Source records:

▼

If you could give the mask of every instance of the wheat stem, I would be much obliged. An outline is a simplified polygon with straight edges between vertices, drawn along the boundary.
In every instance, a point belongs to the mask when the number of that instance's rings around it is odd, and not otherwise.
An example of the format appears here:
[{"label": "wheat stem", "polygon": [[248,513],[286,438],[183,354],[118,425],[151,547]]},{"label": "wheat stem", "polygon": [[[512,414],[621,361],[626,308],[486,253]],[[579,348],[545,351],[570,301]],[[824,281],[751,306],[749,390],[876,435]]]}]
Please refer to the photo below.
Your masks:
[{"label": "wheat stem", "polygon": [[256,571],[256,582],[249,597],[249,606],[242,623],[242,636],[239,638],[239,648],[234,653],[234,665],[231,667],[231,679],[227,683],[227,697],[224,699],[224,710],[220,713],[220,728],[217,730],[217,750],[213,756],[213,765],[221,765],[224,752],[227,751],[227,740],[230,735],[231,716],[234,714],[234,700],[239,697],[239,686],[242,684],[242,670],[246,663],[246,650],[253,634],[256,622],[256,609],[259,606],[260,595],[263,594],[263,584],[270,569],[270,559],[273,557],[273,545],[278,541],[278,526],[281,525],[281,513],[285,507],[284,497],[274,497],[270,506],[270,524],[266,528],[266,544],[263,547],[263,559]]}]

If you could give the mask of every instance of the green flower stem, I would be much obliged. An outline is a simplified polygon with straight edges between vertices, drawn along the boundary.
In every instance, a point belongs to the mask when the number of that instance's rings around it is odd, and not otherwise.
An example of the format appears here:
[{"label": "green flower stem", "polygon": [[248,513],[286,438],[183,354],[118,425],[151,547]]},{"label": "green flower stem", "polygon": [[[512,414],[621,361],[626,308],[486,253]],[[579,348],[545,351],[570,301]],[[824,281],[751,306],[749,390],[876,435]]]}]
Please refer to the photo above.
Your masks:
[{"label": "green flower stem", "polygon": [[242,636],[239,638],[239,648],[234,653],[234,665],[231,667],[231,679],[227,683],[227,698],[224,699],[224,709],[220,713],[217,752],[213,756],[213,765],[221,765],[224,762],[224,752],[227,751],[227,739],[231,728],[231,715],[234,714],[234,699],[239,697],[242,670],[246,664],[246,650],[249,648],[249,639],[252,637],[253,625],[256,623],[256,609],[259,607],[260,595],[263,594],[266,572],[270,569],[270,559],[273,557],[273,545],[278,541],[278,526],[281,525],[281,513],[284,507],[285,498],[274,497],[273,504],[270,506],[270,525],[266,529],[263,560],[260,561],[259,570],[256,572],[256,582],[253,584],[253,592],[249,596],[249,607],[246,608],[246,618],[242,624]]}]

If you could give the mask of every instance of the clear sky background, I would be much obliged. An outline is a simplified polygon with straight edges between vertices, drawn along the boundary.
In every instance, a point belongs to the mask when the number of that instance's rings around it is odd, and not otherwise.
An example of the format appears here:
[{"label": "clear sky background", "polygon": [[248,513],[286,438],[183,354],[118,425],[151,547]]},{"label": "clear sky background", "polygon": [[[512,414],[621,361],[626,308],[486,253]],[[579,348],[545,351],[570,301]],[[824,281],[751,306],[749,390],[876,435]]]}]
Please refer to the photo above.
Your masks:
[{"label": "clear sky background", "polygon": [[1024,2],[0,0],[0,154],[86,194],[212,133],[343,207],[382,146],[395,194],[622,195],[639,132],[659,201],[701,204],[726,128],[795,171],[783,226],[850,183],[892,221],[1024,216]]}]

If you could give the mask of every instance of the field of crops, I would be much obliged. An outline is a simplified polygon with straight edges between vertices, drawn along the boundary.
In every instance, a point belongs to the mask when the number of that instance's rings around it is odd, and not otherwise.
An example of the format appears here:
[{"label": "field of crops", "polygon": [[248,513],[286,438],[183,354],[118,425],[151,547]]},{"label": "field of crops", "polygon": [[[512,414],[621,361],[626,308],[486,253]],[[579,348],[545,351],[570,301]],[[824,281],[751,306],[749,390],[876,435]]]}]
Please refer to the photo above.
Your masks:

▲

WRITTEN PROBLEM:
Repeat, without change, each line of the data above from the one that contains "of the clear" through the final line, counting both.

THE OUTPUT:
If you could give the mask of every instance of the clear sky background, I would be much obliged. An outline is a simplified polygon with straight edges between vertices, drawn along the boundary.
In every instance, a point belongs to the mask when the number of that instance's rings around it is odd, and not otherwise.
An example of the format appears here:
[{"label": "clear sky background", "polygon": [[248,513],[286,438],[183,354],[118,425],[151,547]]},{"label": "clear sky background", "polygon": [[[512,414],[621,361],[626,308],[486,253]],[[579,348],[545,351],[570,301]],[[824,281],[751,306],[749,390],[876,435]]]}]
Please refer to the photo above.
Your masks:
[{"label": "clear sky background", "polygon": [[1024,2],[0,0],[0,154],[86,194],[212,133],[343,207],[382,146],[395,194],[622,195],[639,132],[659,201],[701,204],[726,128],[795,171],[783,226],[850,183],[892,221],[1024,216]]}]

If you could give the mask of every instance of the field of crops, I would be much obliged. An outline is a simplified polygon with straight edges between vertices, drawn along the boundary.
In every instance, a point belongs to the mask when the number of that instance's rings around it is odd, and not otherwise.
An example of the format appears here:
[{"label": "field of crops", "polygon": [[248,513],[286,438],[183,354],[118,425],[151,547]]},{"label": "field of crops", "polygon": [[[512,414],[621,361],[626,308],[486,253]],[[579,348],[545,351],[570,301]],[[824,281],[751,306],[749,390],[876,435]]]}]
Please refer to the photo above.
Your masks:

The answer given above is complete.